■ WORK ORDER
Every line of the material is to be given again exactly.

■ RECORDS PROVIDED
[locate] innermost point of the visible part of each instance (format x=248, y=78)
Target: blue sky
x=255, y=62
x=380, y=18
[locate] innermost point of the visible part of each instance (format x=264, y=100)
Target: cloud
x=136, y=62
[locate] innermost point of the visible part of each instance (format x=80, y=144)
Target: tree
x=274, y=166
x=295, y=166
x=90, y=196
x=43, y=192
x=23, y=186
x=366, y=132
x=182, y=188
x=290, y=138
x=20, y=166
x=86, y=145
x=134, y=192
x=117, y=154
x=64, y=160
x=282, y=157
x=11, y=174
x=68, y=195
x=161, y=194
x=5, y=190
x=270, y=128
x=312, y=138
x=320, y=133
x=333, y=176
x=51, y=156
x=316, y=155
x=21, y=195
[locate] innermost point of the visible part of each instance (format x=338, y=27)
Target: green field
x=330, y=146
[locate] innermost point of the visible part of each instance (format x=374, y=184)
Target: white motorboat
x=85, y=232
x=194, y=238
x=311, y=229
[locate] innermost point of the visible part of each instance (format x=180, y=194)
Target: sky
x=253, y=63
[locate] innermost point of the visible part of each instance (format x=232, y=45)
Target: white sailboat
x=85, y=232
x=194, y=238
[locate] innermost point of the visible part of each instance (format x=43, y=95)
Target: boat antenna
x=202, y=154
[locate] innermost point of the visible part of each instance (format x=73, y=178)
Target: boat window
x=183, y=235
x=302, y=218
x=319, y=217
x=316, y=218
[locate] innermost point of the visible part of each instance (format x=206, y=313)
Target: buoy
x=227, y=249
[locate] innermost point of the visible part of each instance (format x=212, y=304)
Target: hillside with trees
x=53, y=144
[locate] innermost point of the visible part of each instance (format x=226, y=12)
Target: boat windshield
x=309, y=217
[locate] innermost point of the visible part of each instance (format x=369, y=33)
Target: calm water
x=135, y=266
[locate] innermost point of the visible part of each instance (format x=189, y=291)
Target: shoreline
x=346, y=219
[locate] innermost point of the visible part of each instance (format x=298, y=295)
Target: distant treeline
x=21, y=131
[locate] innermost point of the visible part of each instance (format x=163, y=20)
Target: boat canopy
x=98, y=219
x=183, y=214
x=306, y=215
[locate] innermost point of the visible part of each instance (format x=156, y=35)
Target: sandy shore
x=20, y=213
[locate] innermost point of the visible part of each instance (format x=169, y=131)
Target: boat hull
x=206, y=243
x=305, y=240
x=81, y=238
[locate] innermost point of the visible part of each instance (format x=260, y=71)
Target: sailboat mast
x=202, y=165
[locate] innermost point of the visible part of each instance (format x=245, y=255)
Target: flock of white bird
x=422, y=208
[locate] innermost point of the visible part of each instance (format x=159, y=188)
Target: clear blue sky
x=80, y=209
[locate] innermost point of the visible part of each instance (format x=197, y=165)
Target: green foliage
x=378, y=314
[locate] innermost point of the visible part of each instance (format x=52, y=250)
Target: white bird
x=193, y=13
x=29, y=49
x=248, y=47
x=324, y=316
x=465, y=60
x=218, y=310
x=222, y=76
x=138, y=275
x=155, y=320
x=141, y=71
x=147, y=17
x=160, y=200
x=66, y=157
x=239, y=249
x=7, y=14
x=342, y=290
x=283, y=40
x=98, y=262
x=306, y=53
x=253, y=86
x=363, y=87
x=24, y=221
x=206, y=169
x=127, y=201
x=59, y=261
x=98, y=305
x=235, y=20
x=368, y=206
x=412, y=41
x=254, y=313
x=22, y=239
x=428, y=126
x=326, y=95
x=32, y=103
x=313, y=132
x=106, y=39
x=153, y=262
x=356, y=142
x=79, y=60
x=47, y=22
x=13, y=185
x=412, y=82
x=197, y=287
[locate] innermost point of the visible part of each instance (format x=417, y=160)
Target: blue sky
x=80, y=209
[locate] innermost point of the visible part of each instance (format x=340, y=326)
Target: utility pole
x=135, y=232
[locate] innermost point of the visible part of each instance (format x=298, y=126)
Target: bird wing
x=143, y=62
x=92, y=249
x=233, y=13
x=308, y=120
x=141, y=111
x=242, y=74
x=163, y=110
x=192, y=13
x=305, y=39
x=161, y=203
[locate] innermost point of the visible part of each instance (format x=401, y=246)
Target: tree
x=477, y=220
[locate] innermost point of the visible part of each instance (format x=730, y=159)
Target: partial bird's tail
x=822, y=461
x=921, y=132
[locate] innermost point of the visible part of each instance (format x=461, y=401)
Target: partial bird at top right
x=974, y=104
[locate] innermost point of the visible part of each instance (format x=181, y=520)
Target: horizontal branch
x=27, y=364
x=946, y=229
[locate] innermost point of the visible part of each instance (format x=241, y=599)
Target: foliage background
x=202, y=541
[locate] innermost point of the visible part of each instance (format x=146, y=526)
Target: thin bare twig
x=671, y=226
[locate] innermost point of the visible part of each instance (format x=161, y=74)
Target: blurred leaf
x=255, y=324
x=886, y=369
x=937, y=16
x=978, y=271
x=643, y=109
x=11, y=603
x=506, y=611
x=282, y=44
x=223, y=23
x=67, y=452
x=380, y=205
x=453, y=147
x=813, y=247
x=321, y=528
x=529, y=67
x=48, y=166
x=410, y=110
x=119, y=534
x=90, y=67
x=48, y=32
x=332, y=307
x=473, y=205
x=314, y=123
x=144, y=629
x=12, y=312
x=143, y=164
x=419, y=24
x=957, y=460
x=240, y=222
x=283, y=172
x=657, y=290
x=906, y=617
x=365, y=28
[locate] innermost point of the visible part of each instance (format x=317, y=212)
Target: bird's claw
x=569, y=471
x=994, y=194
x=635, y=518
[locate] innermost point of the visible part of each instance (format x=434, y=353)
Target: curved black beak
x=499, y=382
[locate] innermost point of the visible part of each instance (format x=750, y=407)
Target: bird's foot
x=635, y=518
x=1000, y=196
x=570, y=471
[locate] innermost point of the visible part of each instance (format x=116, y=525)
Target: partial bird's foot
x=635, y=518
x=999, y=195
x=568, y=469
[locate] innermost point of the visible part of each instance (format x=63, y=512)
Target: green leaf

■ ANSWER TO THE EXERCISE
[locate] innermost point of the visible part of each instance (format x=248, y=78)
Target: blue sky
x=255, y=62
x=380, y=18
[locate] innermost point of the visible part of each instance (format x=264, y=100)
Target: cloud
x=136, y=62
[locate] innermost point of the visible part of each instance (format x=80, y=144)
Target: tree
x=274, y=166
x=295, y=166
x=90, y=196
x=43, y=192
x=23, y=186
x=366, y=132
x=182, y=188
x=290, y=138
x=20, y=166
x=86, y=145
x=134, y=192
x=117, y=154
x=64, y=160
x=282, y=157
x=11, y=174
x=68, y=195
x=161, y=194
x=5, y=190
x=270, y=128
x=312, y=138
x=320, y=133
x=333, y=176
x=51, y=156
x=316, y=155
x=21, y=195
[locate] innermost point of the visible part of each instance (format x=338, y=27)
Target: green field
x=330, y=146
[locate] innermost point of the visible part of each instance (format x=374, y=184)
Target: white motorboat
x=85, y=232
x=194, y=238
x=311, y=229
[locate] innermost point of the visible part of each instance (format x=180, y=194)
Target: sky
x=253, y=63
[locate] innermost point of the visible part of each instance (format x=232, y=45)
Target: white sailboat
x=85, y=232
x=194, y=238
[locate] innermost point of the visible part of each instance (format x=43, y=95)
Target: boat antenna
x=202, y=154
[locate] innermost point of the visible part of each instance (format x=73, y=178)
Target: boat window
x=183, y=235
x=302, y=218
x=319, y=217
x=316, y=218
[locate] innermost point of the visible part of each instance (format x=206, y=313)
Target: buoy
x=227, y=249
[locate] innermost point of the visible part of each instance (format x=212, y=304)
Target: hillside with trees
x=53, y=144
[locate] innermost point of the visible part of each instance (format x=226, y=12)
Target: boat windshield
x=309, y=217
[locate] innermost point of the visible part of each instance (format x=369, y=33)
Target: calm water
x=135, y=266
[locate] innermost point of the visible part of each instance (format x=189, y=291)
Target: shoreline
x=346, y=219
[locate] innermost point of the visible part of each instance (format x=298, y=295)
Target: distant treeline
x=21, y=131
[locate] innermost point of the visible part of each instance (format x=163, y=20)
Target: boat canopy
x=98, y=219
x=183, y=214
x=306, y=215
[locate] innermost point of the visible part of each instance (format x=156, y=35)
Target: sandy shore
x=20, y=213
[locate] innermost point of the visible part of each instance (format x=169, y=131)
Target: boat hull
x=206, y=243
x=305, y=240
x=81, y=238
[locate] innermost point of the visible part of each instance (format x=260, y=71)
Target: sailboat mast
x=202, y=165
[locate] innermost point of the visible part of each instance (format x=245, y=255)
Target: flock of white bird
x=422, y=208
[locate] innermost point of the visible part of each instance (format x=159, y=188)
Target: clear blue sky
x=80, y=209
[locate] innermost point of the visible part of each instance (format x=197, y=165)
Target: green foliage
x=378, y=314
[locate] innermost point of the visible part of each instance (format x=52, y=250)
Target: white bird
x=193, y=13
x=29, y=49
x=248, y=47
x=324, y=316
x=465, y=60
x=218, y=310
x=222, y=76
x=138, y=275
x=155, y=320
x=141, y=71
x=147, y=17
x=160, y=200
x=66, y=157
x=239, y=249
x=7, y=14
x=342, y=290
x=283, y=40
x=98, y=262
x=306, y=53
x=253, y=86
x=363, y=87
x=24, y=221
x=206, y=169
x=127, y=201
x=59, y=261
x=98, y=305
x=235, y=20
x=368, y=206
x=412, y=41
x=254, y=313
x=22, y=239
x=428, y=126
x=326, y=95
x=32, y=103
x=313, y=132
x=106, y=39
x=153, y=262
x=356, y=142
x=79, y=60
x=47, y=22
x=13, y=185
x=412, y=82
x=197, y=287
[locate] innermost point of the visible part of each instance (format x=417, y=160)
Target: blue sky
x=80, y=209
[locate] innermost point of the visible part of each instance (format x=340, y=326)
Target: utility pole
x=135, y=232
[locate] innermost point of the visible part of each instance (format x=298, y=126)
Target: bird wing
x=143, y=62
x=92, y=249
x=233, y=13
x=308, y=120
x=141, y=111
x=242, y=74
x=163, y=110
x=192, y=13
x=305, y=39
x=161, y=203
[locate] innermost point of the visible part of each instance (format x=401, y=246)
Target: tree
x=477, y=220
[locate] innermost point of the visible part of each instance (format x=730, y=159)
Target: partial bird's tail
x=822, y=461
x=921, y=132
[locate] innermost point of the visible part of each instance (format x=461, y=401)
Target: partial bird at top right
x=974, y=104
[locate] innermost point of the visible part of each instance (format x=181, y=520)
Target: horizontal branch
x=27, y=364
x=946, y=229
[locate] innermost point of the visible part of each instance (format x=241, y=599)
Target: foliage background
x=202, y=541
[locate] innermost point of the visible part of each instance (format x=146, y=526)
Target: thin bare twig
x=671, y=226
[locate] innermost point of the visible part of each instance (format x=161, y=74)
Target: blurred leaf
x=255, y=324
x=886, y=369
x=937, y=16
x=978, y=271
x=643, y=109
x=11, y=603
x=506, y=611
x=282, y=44
x=223, y=23
x=67, y=452
x=380, y=205
x=453, y=147
x=813, y=247
x=321, y=528
x=529, y=67
x=48, y=166
x=410, y=110
x=119, y=534
x=90, y=67
x=48, y=32
x=332, y=307
x=473, y=205
x=314, y=123
x=144, y=629
x=12, y=312
x=143, y=164
x=419, y=24
x=957, y=460
x=240, y=222
x=283, y=172
x=657, y=290
x=906, y=617
x=365, y=28
[locate] innermost point of the visible part of each instance (format x=317, y=212)
Target: bird's claw
x=569, y=471
x=994, y=194
x=635, y=518
[locate] innermost point of the visible part of each instance (format x=434, y=353)
Target: curved black beak
x=499, y=382
[locate] innermost point of the visible part of each instance (format x=750, y=407)
Target: bird's foot
x=635, y=518
x=1000, y=196
x=570, y=471
[locate] innermost point of the visible part of each instance (format x=116, y=525)
Target: partial bird's foot
x=635, y=518
x=999, y=195
x=568, y=469
[locate] innermost point of the visible part of each instance (format x=63, y=512)
Target: green leaf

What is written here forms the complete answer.